What this task involves: Render every line of the records below as a JSON list of strings, one string per line, with blank lines dropped. Leave the pictures out.

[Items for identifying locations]
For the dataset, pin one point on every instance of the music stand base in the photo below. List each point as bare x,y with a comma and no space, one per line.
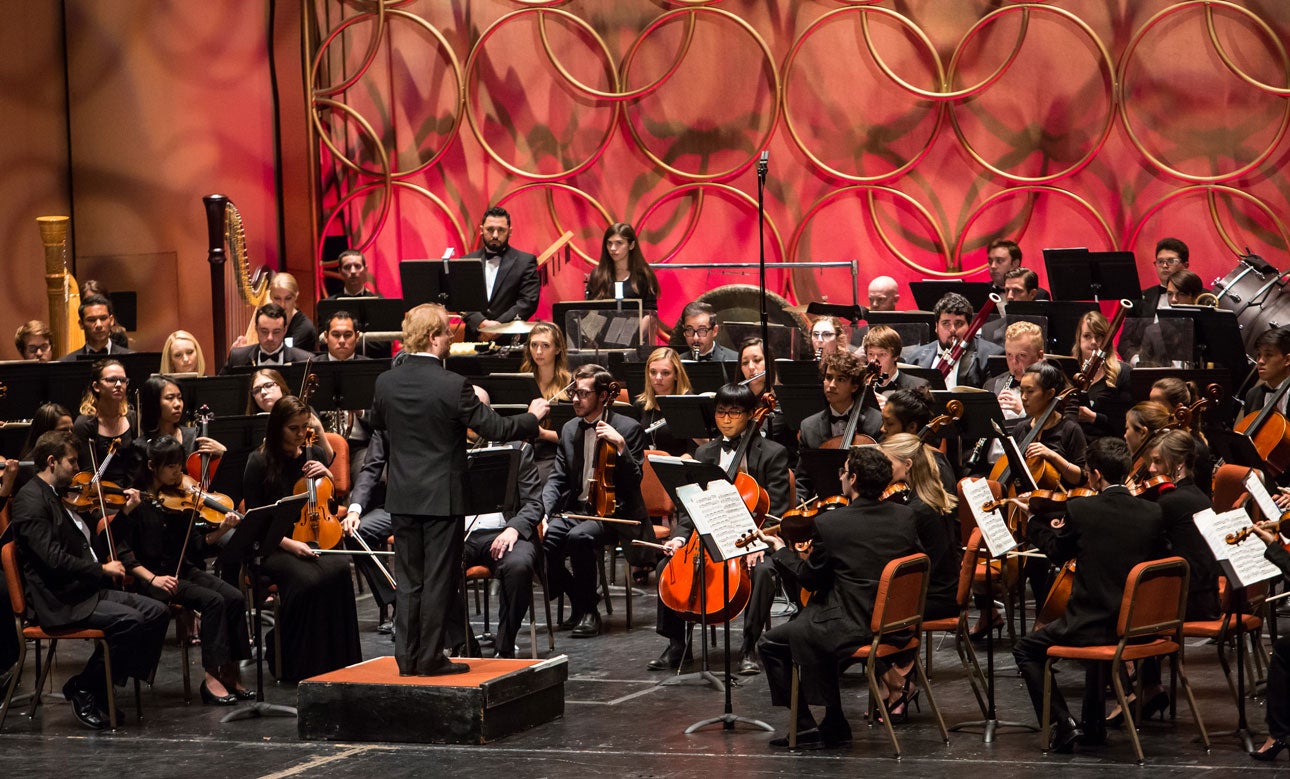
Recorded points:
706,677
253,711
990,728
728,722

Solution to the exercise:
[
  "For the dataset, pin one point on every instance of the music stand base in the photo below. List each point as bare x,y with a comma and no space, one per line.",
  "Recorded points:",
  "706,677",
  "253,711",
  "990,728",
  "728,722"
]